- **Activity A**:
In the text on Vg and Sd, which three regions in Vg are needed for complex formation with Sd on DNA?
- **Activity B**:
The text on Vg and Sd calls the failure of the Vg-Sd complex to bind the 1xGT probe surprising. Explain why, based on the text.
- **Activity C**:
Quote the text on Vg and Sd from "Taken together, these" up to and including "and vertebrate Fdu.".

- **Text section**:
-- Opening Marker --

Taken together, these data identify three regions in Vg that are required for complex formation with Sd on DNA: the Sd interaction domain (SID), which is sufficient to mediate binding to Sd in solution, the N-terminal 66 residues and the region C-terminal to the SID, both of which are required specifically for forming a Vg-Sd complex on DNA. All three domains show conservation between insect Vg and vertebrate Fdu.
Vg and Sd form a heterodimer in solution but a heterotetramer on target DNA
The observation that the Vg-Sd complex did not bind to the 1xGT probe was surprising given that it bound to the 2xGT probe, which contains two tandemly arranged 1xGT binding sites. This raises the question of why the Vg-Sd complex requires doublet sites but does not recognize single binding sites. One possibility is that DNA binding by the Vg-Sd complex requires more than one Sd and Vg molecule in the complex. For example, a single molecule of Vg could bridge two Sd molecules to enable DNA binding or it may be that Vg-Sd dimers interact to increase the affinity or stability of the complex on DNA.

-- Closing Marker --

- **Information given**:
-- Opening Marker --

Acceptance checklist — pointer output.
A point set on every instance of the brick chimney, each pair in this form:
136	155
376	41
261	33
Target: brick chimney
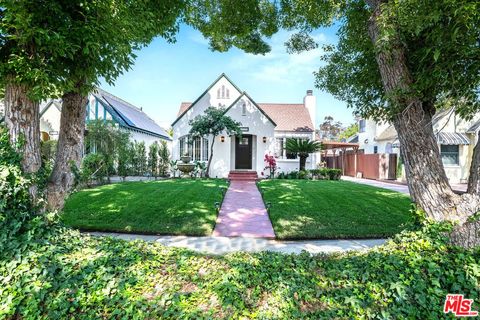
310	102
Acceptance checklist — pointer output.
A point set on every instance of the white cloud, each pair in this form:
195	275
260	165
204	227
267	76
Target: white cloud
278	65
197	37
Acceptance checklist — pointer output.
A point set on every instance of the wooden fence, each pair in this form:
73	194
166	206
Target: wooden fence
378	166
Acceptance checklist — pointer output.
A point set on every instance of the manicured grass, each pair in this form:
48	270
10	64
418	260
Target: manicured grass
179	206
333	209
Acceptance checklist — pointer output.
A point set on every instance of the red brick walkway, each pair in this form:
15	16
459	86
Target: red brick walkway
243	213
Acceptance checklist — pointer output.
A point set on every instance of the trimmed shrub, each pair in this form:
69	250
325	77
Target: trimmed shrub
55	273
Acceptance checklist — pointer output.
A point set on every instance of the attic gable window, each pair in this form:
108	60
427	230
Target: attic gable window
223	93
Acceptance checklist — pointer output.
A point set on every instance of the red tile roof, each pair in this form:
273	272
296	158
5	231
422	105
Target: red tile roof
287	116
183	107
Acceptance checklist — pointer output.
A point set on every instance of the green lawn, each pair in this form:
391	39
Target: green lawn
177	206
333	209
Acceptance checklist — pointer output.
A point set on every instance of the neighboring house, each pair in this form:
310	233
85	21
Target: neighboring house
456	139
265	126
103	105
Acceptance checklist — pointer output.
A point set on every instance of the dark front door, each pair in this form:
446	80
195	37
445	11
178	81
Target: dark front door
243	152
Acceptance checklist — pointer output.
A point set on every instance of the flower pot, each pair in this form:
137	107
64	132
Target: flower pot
185	159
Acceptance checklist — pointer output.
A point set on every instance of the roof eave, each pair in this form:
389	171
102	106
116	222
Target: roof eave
205	92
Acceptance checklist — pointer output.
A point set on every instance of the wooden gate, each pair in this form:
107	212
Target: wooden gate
378	166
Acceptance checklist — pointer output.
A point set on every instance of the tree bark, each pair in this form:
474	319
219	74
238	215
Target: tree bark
474	175
22	117
210	156
426	178
69	148
303	161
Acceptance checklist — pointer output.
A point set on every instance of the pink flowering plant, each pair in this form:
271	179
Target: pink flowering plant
271	165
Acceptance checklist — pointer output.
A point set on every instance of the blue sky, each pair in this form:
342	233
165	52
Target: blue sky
165	74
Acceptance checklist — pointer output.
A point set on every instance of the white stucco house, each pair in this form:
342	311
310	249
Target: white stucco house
456	139
265	127
104	105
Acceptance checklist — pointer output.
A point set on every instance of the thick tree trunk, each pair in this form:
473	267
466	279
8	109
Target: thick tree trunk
303	161
22	117
474	176
210	156
426	176
69	148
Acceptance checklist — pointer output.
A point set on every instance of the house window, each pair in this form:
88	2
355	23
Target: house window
196	148
205	149
361	125
183	141
279	148
449	154
389	148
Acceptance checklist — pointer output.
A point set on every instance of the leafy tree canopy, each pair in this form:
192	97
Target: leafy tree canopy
61	46
349	131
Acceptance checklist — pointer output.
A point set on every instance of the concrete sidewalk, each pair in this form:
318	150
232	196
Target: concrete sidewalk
223	245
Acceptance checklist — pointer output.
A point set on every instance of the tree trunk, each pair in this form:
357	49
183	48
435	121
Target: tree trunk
22	117
426	177
474	176
69	148
210	156
303	161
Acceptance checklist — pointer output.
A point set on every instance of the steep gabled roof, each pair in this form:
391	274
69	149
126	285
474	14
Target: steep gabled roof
182	112
474	128
128	115
244	94
289	116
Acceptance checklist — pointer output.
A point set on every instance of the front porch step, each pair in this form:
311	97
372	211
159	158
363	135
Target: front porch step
243	175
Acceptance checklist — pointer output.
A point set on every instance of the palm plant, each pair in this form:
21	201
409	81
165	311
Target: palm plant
302	148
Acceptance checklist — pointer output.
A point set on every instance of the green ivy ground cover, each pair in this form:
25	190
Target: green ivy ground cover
173	206
57	273
325	209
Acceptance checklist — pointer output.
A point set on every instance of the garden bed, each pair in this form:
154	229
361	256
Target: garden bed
325	209
173	206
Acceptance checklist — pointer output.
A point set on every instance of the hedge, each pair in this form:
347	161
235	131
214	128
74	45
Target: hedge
50	272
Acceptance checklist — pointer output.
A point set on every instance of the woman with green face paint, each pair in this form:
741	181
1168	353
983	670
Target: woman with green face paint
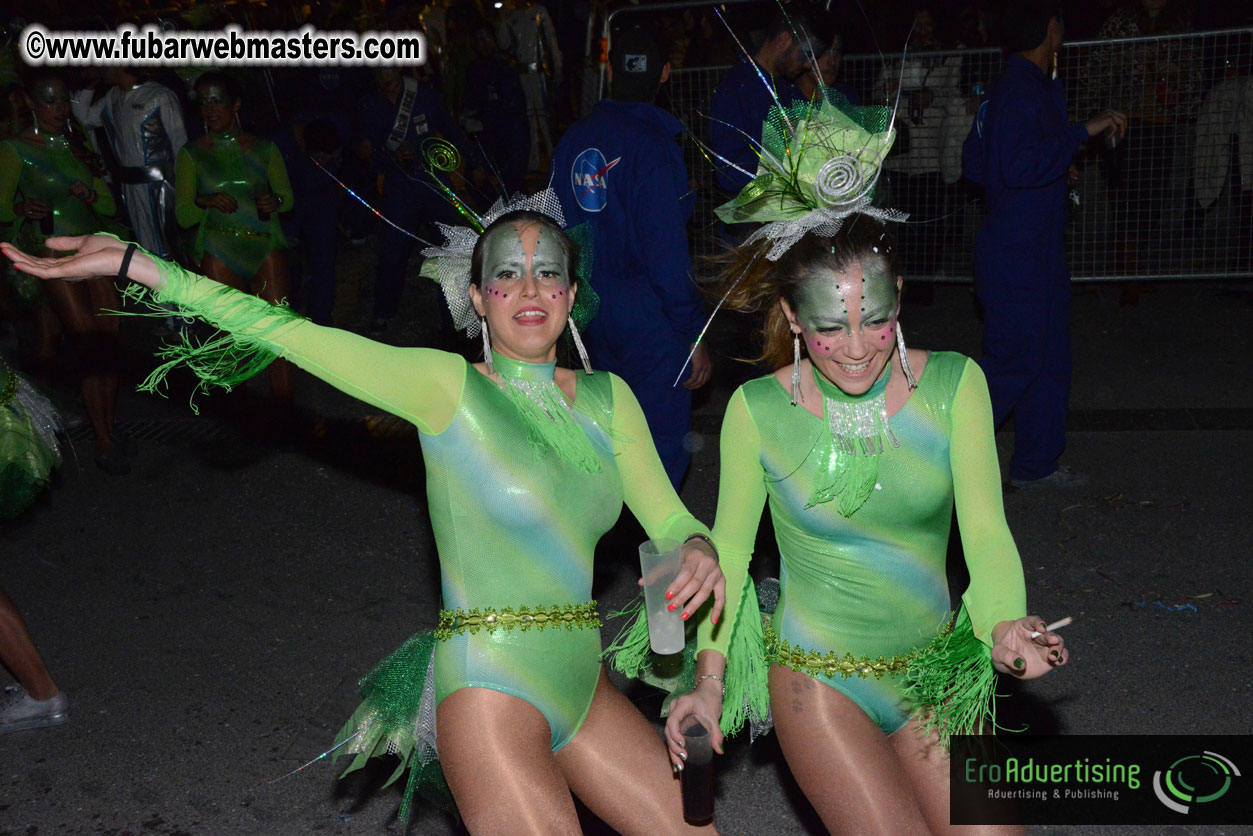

-- Closing Marker --

- **Answer section A**:
The Sd interaction domain (SID), the N-terminal 66 residues, and the region C-terminal to the SID.

- **Answer section B**:
The result was surprising because the complex did bind the 2xGT probe, which contains two 1xGT binding sites arranged in tandem. So the complex could bind doubled sites but not a single one.

- **Answer section C**:
Taken together, these data identify three regions in Vg that are required for complex formation with Sd on DNA: the Sd interaction domain (SID), which is sufficient to mediate binding to Sd in solution, the N-terminal 66 residues and the region C-terminal to the SID, both of which are required specifically for forming a Vg-Sd complex on DNA. All three domains show conservation between insect Vg and vertebrate Fdu.